Your task —
In the passage below on the best interests of the child in Norwegian immigration law, rewrite the part starting with "With regard to" and going on through "or individual assessment.", substituting "comprehensive" for "holistic".

Passage for review —
━━━━━━━━━━
Dr Helga Eggebø: Probably in line with other European countries, the best interests of the child are supposed to be a so-called primary consideration, according to Norwegian immigration law, which draws from international law. In practice, however, restricting immigration will, in many cases, finally override the best interests of the child. In Norway, this has been particularly on the agenda in cases concerning the deportation of parents or the regularisation of irregular migrant families on humanitarian grounds, given the child’s connection to Norway. In particular in these cases, it has stirred quite political debate and negotiations about how to prioritise or not prioritise the best interests of the child.

With regard to checklists and more specific criteria for consideration, there are checklists in Norwegian immigration law for a specific paragraph regarding humanitarian grounds. Otherwise, the more general checklist of the UN Committee on the Rights of the Child, from the UN system, should also be taken into account in cases in Norway. However, there is some legal debate about whether such checklists are useful or whether they turn into box ticking and prevent the more holistic or individual assessment.
━━━━━━━━━━
Collected data —
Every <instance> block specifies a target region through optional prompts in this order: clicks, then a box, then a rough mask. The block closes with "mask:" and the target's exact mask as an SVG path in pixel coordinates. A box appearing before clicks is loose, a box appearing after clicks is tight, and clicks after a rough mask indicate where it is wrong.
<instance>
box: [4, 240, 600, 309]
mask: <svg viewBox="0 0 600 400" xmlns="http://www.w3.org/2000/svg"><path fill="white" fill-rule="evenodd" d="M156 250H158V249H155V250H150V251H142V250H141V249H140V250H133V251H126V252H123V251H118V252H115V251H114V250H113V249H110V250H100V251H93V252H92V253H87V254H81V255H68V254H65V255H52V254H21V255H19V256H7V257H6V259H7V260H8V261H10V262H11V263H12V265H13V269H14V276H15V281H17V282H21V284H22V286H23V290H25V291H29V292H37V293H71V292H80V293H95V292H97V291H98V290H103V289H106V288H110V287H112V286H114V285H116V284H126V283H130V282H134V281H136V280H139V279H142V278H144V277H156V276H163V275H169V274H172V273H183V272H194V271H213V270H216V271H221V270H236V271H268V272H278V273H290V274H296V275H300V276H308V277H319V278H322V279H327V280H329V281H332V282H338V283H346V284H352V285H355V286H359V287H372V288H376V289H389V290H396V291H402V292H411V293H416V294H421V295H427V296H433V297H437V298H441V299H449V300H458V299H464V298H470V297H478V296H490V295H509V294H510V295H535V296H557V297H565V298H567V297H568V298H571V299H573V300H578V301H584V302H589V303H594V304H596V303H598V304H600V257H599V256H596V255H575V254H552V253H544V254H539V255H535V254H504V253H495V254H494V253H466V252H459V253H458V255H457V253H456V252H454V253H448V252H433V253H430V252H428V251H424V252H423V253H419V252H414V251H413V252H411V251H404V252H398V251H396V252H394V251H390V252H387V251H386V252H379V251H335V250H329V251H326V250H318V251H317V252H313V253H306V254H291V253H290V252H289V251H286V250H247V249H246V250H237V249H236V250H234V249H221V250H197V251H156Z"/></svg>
━━━━━━━━━━
Result of the exercise —
With regard to checklists and more specific criteria for consideration, there are checklists in Norwegian immigration law for a specific paragraph regarding humanitarian grounds. Otherwise, the more general checklist of the UN Committee on the Rights of the Child, from the UN system, should also be taken into account in cases in Norway. However, there is some legal debate about whether such checklists are useful or whether they turn into box ticking and prevent the more comprehensive or individual assessment.